start Input
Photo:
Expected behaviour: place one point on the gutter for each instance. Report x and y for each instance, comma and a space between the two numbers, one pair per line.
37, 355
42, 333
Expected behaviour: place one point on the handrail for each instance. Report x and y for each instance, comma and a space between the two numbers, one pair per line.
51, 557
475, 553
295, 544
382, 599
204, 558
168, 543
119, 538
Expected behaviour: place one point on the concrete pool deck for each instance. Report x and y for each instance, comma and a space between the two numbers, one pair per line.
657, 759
end Input
Reproduce every one of the stored records above word for word, keeping each line unchanged.

### Solution below
Photo:
Expected behaviour: place one point on the gutter for each instance. Report x and y for each instance, comma and a space between the two numbers, one pair per line.
37, 355
42, 333
Expected behaviour: place one point on the handrail for each instance. Report x and y for each instance, comma and a space between the two numbers, one pair per line.
51, 557
475, 553
295, 544
382, 599
204, 558
168, 543
119, 538
Expected behaviour: place one point on the concrete pool deck for each instance. Report x and y for each instance, comma and a space between the two numbers, one pair per line.
657, 759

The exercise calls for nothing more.